_WRITTEN TASK A:_
List every distinct username that appears after "Comment From:" in the discussion thread, in order of first appearance.
_WRITTEN TASK B:_
Transcribe the discussion thread from the words "Comment From: soloestoy" up to and including the words "with CLIENT SETINFO.".

_SUPPLIED PASSAGE:_
>>>>>
Ideally HELLO would be extended to support CLIENT SETLIB - but combining the entirety of the SETLIB block - so that we could call one command, rather than a minimum of 3. This in turn would make for a faster client experience, during the connection phase.

Comment From: vladvildanov

Must have 👍 Any additional command on connection have a huge impact on high-loaded clients. Reducing commands count on connection leads to much better user experience

Comment From: madolson

However, there's an additional wrinkle in HELLO in that unlike AUTH it requires both a username, and password - both according to the documentation, and testing:

This is trivial to solve though, as an omitted user is just the default user. That can be handled by the client.

Ideally HELLO would be extended to support CLIENT SETLIB - but combining the entirety of the SETLIB block - so that we could call one command, rather than a minimum of 3. This in turn would make for a faster client experience, during the connection phase.

Is there specific data to back this up? The expectation is that sending the commands in a pipeline shouldn't meaningfully impact the performance of client startup, especially given how impactful authentication is. I do now realize that CLIENT SETINFO should probably allow sending both lib and version together instead of sending two separate commands.

Extending the hello command was the original proposal I forwarded, but we decided it would be easier for clients to send multiple commands with the expectation that some of them might fail (and that was OK).

Comment From: michael-grunder

Is there specific data to back this up?

I may be able to get some graphs around this from users of PhpRedis. That said, from my experience it is pretty impactful especially when it's a high volume workload of ephemeral clients that connect, perform a tiny number of operations, and then disconnect.

I suppose the only way to be sure is to measure. As an aside, I'd also like to be able to send CLIENT TRACKING ON as part of HELLO but his may be a bridge too far :smile:

Comment From: madolson

I may be able to get some graphs around this from users of PhpRedis. That said, from my experience it is pretty impactful especially when it's a high volume workload of ephemeral clients that connect, perform a tiny number of operations, and then disconnect.

Pooling and multiplexing would be an alternative answer here.

Comment From: michael-grunder

Pooling and multiplexing would be an alternative answer here.

No doubt. I was just commenting that it can have a surprisingly noticeable impact.

Comment From: soloestoy

I remember that when discussing this issue, other client developers objected to extending the HELLO command https://github.com/redis/redis/pull/11758#issuecomment-1421019332.

Because, during the initial handshake, the client is unaware of the server version. If the client uses a command like HELLO 3 AUTH user pwd LIBRARY lib-name VERSION foo lib-ver 1 and the Redis server is of a lower version, the handshake would fail. Therefore, we introduced the separate command CLIENT SETINFO to address this issue.

However, now that we have the CLIENT SETINFO command, I believe we can extend the HELLO command too. Clients can choose whether to complete the entire handshake process using just HELLO or to use HELLO along with CLIENT SETINFO.
<<<<<
_DATA:_
>>>>>
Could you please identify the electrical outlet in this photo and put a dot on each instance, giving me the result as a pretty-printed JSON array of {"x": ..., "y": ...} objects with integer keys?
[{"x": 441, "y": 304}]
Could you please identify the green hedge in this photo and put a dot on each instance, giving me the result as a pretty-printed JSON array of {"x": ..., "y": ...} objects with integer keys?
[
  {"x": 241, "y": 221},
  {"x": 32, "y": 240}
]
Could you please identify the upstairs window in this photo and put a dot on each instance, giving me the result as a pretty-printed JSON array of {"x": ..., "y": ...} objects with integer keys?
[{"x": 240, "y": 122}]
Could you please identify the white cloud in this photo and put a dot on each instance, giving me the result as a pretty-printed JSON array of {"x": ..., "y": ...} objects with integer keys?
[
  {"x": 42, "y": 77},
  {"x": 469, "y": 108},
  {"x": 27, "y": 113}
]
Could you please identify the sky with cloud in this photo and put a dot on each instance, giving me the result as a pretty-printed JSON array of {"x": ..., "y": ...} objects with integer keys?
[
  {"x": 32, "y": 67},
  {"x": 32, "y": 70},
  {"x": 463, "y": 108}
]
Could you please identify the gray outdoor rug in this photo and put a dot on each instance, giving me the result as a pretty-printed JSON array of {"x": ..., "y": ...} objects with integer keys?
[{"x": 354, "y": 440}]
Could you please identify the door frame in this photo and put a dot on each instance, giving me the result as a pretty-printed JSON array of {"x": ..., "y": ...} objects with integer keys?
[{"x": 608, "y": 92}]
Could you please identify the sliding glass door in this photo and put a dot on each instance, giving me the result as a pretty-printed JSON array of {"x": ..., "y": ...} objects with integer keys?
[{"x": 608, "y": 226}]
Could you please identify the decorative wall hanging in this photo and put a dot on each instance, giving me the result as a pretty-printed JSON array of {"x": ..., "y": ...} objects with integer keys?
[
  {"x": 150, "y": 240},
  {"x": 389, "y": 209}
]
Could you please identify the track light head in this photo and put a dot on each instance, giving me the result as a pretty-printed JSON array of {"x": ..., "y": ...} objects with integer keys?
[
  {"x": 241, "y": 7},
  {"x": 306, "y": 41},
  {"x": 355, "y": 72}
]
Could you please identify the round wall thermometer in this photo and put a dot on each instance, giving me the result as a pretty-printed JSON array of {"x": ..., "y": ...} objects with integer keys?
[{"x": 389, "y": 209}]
<<<<<
_FULL RESPONSE A:_
vladvildanov, madolson, michael-grunder, soloestoy

_FULL RESPONSE B:_
Comment From: soloestoy

I remember that when discussing this issue, other client developers objected to extending the HELLO command https://github.com/redis/redis/pull/11758#issuecomment-1421019332.

Because, during the initial handshake, the client is unaware of the server version. If the client uses a command like HELLO 3 AUTH user pwd LIBRARY lib-name VERSION foo lib-ver 1 and the Redis server is of a lower version, the handshake would fail. Therefore, we introduced the separate command CLIENT SETINFO to address this issue.

However, now that we have the CLIENT SETINFO command, I believe we can extend the HELLO command too. Clients can choose whether to complete the entire handshake process using just HELLO or to use HELLO along with CLIENT SETINFO.